### RECORD SET
───

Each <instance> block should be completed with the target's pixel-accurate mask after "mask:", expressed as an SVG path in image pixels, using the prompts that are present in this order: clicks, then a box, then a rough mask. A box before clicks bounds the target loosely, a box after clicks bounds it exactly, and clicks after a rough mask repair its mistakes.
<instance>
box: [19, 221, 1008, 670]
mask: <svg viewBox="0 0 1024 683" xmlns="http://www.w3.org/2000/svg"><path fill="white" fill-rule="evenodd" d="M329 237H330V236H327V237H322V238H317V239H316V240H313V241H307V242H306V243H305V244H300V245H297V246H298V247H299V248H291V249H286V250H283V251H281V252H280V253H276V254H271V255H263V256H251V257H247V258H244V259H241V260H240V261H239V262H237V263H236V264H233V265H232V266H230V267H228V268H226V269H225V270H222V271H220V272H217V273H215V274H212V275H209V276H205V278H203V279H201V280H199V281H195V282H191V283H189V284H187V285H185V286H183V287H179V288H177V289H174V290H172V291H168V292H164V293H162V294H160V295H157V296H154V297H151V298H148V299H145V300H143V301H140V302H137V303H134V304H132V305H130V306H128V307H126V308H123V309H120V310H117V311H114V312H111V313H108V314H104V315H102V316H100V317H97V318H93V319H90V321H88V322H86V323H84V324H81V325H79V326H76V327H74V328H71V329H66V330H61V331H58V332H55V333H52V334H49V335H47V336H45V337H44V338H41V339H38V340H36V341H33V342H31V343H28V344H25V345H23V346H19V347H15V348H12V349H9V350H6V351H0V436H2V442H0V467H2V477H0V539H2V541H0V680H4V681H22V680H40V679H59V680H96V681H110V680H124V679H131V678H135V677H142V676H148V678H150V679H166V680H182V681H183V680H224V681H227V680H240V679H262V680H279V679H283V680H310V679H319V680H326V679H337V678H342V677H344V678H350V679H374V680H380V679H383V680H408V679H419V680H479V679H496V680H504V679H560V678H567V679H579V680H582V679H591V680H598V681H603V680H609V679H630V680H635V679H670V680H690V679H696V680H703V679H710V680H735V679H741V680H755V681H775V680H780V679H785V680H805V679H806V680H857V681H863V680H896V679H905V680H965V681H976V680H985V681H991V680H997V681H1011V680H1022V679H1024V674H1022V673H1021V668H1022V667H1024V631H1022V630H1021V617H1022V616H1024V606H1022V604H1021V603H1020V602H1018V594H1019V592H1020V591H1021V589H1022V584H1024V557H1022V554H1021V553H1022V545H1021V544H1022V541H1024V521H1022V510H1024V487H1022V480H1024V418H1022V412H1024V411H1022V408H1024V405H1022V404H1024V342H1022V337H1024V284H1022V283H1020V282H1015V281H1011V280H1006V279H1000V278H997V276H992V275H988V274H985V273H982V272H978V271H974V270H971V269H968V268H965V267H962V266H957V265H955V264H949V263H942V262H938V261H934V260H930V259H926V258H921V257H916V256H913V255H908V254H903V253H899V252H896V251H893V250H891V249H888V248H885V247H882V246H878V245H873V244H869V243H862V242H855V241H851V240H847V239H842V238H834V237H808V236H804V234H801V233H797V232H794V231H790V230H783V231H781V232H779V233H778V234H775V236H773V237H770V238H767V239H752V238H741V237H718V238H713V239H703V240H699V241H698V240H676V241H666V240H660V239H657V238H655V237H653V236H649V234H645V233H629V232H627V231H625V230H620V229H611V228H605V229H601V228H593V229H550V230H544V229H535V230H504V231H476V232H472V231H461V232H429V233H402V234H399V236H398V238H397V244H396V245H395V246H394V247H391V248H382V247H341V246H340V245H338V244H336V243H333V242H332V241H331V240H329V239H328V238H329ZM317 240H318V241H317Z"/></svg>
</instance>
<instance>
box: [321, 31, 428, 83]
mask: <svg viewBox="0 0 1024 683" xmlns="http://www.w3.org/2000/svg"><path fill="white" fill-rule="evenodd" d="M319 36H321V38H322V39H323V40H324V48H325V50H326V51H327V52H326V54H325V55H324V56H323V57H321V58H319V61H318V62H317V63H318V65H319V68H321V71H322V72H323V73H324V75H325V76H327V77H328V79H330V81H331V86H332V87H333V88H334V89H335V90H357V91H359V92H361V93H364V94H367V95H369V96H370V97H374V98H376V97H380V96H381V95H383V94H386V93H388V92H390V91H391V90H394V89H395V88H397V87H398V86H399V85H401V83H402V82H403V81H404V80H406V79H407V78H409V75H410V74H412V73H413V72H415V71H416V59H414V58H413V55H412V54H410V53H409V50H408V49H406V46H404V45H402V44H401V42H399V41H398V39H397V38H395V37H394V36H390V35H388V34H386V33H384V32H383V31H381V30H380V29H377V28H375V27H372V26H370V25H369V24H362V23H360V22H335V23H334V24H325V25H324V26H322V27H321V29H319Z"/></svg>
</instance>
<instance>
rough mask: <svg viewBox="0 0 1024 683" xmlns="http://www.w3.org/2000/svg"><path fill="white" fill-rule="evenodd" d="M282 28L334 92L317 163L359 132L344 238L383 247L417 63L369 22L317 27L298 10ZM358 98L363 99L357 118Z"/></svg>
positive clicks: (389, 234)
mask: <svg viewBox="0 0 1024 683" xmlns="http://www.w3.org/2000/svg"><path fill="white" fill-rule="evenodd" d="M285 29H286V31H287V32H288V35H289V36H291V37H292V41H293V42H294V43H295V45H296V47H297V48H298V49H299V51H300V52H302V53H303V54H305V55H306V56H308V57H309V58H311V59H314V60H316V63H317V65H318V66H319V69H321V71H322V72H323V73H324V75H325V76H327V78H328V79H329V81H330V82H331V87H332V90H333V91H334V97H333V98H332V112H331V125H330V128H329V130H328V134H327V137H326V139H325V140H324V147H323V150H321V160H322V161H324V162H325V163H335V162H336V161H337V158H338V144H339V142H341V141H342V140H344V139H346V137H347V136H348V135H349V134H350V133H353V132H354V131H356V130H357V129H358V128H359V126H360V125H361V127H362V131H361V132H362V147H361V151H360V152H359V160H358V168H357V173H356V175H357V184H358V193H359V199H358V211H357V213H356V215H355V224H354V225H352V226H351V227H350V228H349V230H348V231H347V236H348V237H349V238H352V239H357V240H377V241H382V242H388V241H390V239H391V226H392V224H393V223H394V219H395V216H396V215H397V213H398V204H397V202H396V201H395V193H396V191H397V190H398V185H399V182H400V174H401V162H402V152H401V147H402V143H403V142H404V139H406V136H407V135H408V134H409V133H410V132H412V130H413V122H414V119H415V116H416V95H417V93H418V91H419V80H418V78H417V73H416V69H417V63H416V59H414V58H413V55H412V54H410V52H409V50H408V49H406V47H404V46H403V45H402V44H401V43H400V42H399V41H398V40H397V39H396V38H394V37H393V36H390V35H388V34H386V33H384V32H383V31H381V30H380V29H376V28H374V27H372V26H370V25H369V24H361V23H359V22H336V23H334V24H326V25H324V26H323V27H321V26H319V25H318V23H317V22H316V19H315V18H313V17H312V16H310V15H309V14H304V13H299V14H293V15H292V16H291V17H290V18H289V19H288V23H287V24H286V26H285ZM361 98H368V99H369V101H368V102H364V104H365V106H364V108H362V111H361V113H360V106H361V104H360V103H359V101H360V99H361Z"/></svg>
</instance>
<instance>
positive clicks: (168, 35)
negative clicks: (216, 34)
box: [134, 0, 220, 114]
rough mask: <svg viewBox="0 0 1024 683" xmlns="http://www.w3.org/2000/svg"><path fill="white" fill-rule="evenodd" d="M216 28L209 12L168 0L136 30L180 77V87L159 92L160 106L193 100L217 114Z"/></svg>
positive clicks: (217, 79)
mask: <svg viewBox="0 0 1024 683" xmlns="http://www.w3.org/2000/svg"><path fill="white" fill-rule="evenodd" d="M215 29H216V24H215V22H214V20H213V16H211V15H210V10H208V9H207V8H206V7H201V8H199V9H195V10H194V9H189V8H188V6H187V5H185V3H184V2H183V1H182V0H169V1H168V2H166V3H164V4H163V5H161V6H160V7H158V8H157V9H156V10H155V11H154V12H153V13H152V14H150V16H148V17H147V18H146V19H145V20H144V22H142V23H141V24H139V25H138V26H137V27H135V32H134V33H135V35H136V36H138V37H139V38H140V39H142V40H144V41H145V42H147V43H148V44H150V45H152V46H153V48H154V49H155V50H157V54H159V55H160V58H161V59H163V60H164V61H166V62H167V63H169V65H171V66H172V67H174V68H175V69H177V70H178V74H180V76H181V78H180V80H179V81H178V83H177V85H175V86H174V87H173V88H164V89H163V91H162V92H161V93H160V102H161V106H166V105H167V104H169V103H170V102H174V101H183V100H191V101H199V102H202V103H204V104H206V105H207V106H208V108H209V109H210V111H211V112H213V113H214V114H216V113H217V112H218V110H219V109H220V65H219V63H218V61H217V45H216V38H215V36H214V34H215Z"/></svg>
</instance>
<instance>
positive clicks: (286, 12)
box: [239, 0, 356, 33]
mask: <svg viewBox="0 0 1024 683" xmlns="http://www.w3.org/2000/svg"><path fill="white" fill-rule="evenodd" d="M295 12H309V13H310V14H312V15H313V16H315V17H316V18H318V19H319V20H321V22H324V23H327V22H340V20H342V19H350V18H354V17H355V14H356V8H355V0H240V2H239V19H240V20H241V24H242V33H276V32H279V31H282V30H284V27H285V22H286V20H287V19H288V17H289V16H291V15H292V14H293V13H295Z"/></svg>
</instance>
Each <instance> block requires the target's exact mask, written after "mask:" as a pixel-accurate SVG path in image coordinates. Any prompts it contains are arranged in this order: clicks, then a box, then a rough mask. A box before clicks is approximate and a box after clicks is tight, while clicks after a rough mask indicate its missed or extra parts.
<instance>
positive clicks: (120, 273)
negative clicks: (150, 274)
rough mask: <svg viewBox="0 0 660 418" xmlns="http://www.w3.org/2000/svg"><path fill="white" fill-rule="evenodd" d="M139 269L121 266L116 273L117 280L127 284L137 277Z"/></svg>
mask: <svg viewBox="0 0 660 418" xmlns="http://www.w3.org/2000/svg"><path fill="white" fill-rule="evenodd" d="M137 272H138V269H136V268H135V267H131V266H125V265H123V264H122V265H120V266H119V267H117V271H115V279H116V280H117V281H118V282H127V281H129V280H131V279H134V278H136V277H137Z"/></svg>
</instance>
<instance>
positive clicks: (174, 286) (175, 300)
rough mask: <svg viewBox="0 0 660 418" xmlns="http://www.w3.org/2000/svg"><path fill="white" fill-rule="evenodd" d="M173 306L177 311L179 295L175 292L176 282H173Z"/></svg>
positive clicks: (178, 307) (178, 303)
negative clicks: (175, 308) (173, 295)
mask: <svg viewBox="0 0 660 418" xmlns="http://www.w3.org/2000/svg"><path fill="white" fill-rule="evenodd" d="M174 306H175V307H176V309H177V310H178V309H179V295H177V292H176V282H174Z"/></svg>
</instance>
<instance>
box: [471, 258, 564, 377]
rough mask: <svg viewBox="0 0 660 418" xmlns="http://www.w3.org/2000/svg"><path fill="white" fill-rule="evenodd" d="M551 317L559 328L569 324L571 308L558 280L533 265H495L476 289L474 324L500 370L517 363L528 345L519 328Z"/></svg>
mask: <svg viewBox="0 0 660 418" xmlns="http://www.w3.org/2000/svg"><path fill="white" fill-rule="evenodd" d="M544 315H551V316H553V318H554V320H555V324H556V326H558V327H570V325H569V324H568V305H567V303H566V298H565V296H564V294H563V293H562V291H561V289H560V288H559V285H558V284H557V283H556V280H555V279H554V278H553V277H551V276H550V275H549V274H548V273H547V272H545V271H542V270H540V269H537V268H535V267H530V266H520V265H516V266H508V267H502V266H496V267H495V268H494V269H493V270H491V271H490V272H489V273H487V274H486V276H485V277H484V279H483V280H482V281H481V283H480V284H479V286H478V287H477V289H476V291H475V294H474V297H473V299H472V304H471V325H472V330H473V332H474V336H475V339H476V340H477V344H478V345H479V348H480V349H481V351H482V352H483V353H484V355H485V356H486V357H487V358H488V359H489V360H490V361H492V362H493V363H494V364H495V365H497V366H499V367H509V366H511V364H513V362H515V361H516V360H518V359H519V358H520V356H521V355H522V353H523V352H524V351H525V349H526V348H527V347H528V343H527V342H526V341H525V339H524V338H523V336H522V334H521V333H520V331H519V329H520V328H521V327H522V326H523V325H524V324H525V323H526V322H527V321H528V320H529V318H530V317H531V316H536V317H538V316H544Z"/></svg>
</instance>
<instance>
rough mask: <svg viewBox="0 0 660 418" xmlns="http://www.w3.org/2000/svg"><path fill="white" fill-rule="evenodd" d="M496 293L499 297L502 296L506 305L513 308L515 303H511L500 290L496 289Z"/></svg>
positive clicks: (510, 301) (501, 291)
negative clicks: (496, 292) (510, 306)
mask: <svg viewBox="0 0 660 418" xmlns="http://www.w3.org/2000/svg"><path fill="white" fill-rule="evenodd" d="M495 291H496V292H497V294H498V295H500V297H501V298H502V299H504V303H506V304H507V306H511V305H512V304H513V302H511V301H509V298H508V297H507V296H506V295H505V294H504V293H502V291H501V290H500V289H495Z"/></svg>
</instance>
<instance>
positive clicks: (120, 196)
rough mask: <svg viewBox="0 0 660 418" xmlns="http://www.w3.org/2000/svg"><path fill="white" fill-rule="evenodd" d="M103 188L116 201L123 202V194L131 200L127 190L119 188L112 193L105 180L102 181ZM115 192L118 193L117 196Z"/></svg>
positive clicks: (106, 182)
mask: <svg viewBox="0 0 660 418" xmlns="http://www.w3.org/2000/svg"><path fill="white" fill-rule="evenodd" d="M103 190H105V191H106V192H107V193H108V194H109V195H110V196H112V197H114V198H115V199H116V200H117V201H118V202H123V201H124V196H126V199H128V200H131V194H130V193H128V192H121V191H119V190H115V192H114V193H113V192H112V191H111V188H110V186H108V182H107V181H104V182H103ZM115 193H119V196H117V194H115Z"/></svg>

───

### TASK OBJECTIVE
Copy each line of the listing above that includes the word "prompts".

### RESPONSE BELOW
Each <instance> block should be completed with the target's pixel-accurate mask after "mask:", expressed as an SVG path in image pixels, using the prompts that are present in this order: clicks, then a box, then a rough mask. A box before clicks bounds the target loosely, a box after clicks bounds it exactly, and clicks after a rough mask repair its mistakes.
Each <instance> block requires the target's exact mask, written after "mask:" as a pixel-accurate SVG path in image coordinates. Any prompts it contains are arranged in this order: clicks, then a box, then a rough mask. A box before clicks is approximate and a box after clicks is tight, while clicks after a rough mask indicate its missed or extra parts.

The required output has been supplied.